TASK DETAILS :: Reproduce the items below, starting with the line that contains "Localize the green stem." and continuing through the line that contains "[300,250,385,310]", with both of those lines included.

LISTED ENTRIES ::
- - -
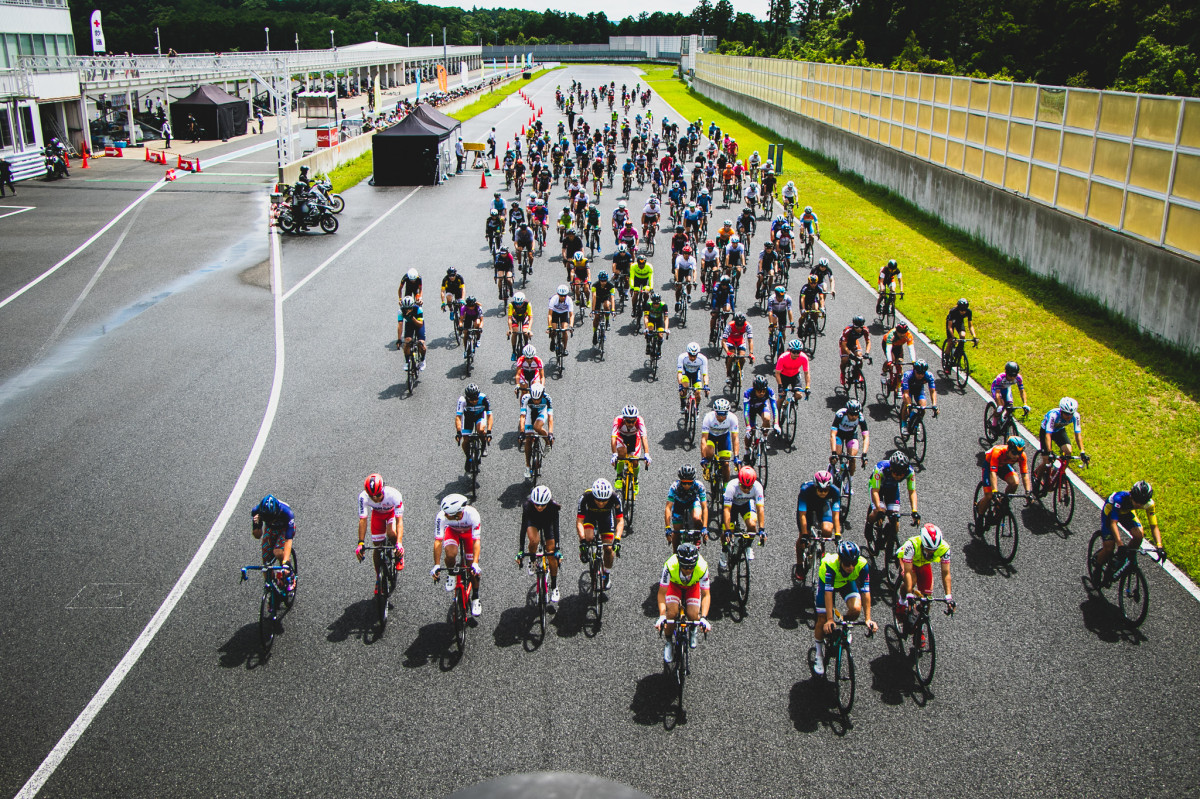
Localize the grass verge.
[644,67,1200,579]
- - -
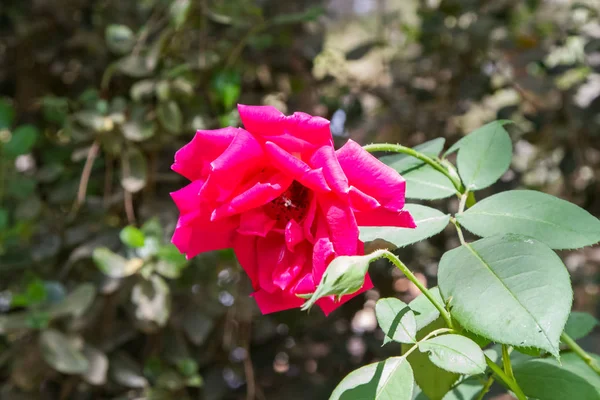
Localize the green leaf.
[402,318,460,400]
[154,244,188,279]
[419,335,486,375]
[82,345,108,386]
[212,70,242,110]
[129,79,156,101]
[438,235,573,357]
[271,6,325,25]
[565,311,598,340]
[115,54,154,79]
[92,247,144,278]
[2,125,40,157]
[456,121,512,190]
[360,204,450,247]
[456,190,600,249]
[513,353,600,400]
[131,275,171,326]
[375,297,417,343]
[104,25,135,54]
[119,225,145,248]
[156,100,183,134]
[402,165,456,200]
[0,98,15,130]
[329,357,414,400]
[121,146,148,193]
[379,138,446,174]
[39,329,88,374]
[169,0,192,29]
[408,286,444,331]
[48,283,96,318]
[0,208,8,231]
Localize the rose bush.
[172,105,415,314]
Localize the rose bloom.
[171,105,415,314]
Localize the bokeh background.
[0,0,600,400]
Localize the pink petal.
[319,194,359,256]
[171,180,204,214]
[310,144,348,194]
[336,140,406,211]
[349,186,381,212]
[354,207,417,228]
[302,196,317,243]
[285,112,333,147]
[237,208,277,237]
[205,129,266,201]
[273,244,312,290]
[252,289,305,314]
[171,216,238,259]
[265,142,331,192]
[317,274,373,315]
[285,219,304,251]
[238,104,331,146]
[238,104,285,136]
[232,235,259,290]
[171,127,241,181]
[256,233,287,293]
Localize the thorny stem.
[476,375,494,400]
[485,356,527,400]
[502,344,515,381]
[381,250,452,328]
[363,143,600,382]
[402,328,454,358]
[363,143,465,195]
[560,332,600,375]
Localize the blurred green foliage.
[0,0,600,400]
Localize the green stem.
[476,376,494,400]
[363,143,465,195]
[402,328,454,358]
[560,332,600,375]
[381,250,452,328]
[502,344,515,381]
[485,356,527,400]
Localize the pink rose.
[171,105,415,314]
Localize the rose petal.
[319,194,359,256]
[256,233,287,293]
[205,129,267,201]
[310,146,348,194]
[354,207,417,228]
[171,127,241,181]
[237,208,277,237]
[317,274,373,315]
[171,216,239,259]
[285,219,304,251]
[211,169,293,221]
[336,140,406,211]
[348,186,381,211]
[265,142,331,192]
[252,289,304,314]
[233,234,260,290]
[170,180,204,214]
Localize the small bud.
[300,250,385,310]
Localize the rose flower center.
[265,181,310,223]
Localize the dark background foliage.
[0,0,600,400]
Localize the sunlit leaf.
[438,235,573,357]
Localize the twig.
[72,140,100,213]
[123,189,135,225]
- - -
RESPONSE BELOW ::
Localize the green stem.
[476,376,494,400]
[363,143,465,195]
[402,328,454,358]
[560,332,600,375]
[381,250,452,328]
[502,344,515,381]
[485,356,527,400]
Localize the pink rose.
[171,105,415,314]
Localize the rose petal.
[319,194,359,256]
[256,233,287,293]
[205,129,267,201]
[310,146,348,194]
[354,207,417,228]
[171,127,241,181]
[237,208,277,237]
[317,274,373,315]
[171,216,239,259]
[285,219,304,251]
[211,169,293,221]
[336,140,406,211]
[348,186,381,211]
[265,142,331,192]
[252,289,304,314]
[233,234,260,290]
[170,180,204,214]
Localize the small bud.
[300,250,385,310]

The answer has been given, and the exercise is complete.